◆ **EXTRACTED RECORDS**
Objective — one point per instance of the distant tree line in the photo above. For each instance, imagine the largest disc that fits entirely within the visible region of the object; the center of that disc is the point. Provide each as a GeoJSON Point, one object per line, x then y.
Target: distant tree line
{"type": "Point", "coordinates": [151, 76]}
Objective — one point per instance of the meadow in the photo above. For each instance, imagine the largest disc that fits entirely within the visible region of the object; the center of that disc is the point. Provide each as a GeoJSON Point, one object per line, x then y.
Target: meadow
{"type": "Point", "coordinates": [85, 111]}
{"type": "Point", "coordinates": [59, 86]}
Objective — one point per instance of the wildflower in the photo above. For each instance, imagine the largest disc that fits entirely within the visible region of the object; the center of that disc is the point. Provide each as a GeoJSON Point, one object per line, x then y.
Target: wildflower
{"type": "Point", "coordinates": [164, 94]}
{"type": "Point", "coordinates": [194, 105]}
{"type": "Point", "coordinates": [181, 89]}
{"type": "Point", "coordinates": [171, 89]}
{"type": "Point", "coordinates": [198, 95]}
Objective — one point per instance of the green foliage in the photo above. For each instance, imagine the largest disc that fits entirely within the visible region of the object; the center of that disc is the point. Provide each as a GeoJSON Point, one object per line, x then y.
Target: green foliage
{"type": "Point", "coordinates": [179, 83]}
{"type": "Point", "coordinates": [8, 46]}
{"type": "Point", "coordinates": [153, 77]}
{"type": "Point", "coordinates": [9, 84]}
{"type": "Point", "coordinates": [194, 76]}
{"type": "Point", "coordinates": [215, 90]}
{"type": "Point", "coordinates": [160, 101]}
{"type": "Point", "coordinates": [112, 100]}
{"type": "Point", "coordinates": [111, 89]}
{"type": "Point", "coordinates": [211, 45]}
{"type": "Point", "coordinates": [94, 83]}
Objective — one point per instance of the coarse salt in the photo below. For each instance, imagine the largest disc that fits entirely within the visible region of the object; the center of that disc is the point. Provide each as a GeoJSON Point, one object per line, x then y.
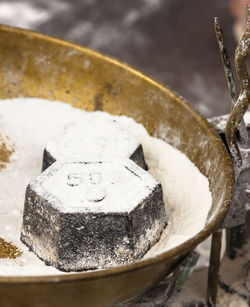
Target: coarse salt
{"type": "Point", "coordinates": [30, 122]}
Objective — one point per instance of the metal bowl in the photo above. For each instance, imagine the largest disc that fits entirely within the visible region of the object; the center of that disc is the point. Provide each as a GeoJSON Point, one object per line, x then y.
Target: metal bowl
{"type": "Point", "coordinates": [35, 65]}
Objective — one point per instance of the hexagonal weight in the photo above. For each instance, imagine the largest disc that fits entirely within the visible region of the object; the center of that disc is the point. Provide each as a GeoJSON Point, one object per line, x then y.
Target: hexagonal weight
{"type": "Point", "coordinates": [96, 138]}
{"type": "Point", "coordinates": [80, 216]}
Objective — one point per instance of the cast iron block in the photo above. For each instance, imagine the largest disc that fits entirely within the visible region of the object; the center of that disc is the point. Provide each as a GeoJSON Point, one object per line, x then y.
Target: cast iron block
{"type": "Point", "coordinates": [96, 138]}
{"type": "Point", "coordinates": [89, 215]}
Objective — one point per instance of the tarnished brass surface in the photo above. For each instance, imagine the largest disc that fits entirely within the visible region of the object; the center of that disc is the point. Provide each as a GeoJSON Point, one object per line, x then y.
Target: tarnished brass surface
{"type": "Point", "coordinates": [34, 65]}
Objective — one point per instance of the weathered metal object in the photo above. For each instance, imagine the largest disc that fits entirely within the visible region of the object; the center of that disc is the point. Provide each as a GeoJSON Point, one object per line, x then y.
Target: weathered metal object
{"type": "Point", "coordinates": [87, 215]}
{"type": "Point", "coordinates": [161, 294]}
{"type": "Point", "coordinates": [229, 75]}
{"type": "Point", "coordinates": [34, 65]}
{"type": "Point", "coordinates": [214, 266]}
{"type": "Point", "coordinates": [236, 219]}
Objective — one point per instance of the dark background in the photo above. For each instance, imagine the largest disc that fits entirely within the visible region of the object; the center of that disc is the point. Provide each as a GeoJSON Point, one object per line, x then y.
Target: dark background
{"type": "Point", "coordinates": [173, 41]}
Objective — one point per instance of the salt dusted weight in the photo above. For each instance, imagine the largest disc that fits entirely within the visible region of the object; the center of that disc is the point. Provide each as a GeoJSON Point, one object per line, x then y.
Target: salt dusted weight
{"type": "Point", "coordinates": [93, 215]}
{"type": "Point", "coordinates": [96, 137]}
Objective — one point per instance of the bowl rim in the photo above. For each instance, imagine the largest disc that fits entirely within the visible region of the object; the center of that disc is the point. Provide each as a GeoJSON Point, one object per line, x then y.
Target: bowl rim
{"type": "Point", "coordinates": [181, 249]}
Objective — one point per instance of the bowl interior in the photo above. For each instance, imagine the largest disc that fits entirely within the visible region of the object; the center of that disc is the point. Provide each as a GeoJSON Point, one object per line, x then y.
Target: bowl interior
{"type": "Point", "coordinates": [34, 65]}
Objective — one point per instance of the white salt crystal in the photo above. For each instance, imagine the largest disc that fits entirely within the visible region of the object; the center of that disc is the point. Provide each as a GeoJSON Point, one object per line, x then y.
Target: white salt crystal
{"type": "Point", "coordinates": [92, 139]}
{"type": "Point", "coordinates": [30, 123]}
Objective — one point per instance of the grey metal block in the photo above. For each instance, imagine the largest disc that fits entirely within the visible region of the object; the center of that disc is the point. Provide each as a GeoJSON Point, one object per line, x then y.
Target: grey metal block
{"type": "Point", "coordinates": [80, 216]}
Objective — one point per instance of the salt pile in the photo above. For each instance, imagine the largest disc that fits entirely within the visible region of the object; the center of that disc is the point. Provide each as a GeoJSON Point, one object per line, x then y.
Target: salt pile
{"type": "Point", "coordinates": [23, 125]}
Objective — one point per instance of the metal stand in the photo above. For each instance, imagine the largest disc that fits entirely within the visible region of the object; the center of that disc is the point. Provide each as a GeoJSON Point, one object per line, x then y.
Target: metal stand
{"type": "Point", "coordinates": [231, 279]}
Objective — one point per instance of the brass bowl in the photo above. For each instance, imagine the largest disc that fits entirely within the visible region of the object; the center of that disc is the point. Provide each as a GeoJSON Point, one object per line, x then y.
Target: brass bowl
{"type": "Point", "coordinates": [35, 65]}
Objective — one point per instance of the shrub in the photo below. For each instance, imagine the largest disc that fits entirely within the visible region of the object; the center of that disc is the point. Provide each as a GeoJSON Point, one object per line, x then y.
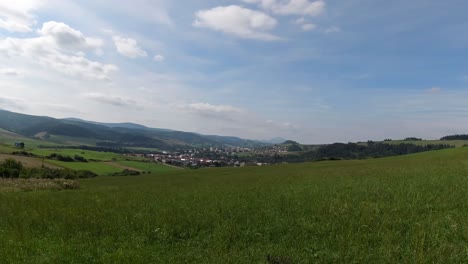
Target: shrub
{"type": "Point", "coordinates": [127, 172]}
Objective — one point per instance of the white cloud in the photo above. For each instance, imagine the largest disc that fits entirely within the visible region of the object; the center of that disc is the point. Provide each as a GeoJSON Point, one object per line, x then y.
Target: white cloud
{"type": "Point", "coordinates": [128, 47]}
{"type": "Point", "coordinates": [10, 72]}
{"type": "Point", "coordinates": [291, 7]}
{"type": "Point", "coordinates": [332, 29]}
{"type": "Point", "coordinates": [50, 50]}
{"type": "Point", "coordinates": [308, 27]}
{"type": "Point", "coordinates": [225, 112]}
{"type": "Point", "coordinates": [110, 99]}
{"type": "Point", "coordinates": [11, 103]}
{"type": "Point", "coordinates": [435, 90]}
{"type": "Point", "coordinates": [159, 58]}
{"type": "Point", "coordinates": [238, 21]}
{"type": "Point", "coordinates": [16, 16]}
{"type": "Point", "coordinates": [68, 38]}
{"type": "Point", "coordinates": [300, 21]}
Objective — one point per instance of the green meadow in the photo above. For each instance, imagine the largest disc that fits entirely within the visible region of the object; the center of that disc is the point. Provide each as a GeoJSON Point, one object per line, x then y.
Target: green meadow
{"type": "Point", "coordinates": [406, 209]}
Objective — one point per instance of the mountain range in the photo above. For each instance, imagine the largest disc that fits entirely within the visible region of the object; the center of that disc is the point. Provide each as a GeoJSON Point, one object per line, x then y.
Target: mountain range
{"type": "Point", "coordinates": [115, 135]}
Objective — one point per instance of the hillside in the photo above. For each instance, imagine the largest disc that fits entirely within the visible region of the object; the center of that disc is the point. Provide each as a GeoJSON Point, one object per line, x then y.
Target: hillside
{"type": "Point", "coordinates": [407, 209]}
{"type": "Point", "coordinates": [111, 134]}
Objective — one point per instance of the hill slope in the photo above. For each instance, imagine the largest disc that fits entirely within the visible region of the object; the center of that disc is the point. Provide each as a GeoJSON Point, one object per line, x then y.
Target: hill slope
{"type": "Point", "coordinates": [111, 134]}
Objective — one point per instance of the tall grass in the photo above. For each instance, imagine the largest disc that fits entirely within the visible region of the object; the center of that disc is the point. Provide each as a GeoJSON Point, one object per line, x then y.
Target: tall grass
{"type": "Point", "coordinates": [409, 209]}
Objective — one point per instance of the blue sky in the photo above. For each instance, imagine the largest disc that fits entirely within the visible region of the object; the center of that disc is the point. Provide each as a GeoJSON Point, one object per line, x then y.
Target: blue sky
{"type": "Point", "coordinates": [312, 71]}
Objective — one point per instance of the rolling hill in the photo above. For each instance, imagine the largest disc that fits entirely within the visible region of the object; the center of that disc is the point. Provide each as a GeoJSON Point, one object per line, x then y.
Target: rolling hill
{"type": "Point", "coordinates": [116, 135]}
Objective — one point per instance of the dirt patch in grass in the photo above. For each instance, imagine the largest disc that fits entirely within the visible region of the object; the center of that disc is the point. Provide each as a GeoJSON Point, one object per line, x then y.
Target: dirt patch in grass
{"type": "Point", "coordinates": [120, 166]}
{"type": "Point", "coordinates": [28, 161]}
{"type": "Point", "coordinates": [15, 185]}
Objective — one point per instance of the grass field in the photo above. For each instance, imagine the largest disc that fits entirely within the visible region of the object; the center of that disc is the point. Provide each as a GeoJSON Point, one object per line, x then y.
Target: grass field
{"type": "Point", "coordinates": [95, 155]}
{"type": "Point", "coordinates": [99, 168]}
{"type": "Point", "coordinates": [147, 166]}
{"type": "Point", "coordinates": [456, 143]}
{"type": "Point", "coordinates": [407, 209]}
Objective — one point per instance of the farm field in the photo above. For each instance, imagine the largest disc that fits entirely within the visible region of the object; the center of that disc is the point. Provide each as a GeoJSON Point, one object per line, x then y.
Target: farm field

◆ **DIRECTIONS FOR THIS TASK**
Quote, without alteration, the final stretch of the entries: the line with "Objective — one point per instance of the grass" onward to the last line.

◆ **OUTPUT OF THE EXERCISE**
Objective — one point per instance of the grass field in the photo above. For each instance, imagine the largest disc that fits entirely within the visible region of the object; the center of that disc is the point. Provide each as a GeoJSON Point, one object per line, x then y.
Target: grass field
{"type": "Point", "coordinates": [95, 155]}
{"type": "Point", "coordinates": [99, 168]}
{"type": "Point", "coordinates": [147, 166]}
{"type": "Point", "coordinates": [456, 143]}
{"type": "Point", "coordinates": [407, 209]}
Objective — one point per instance of the farm field in the photo above. For each instance, imagine the largest disc that fits entirely within the visible region of the object; the center of that disc is the point. Provide each as a GeoJSON Point, one object per line, x then y.
Target: farm field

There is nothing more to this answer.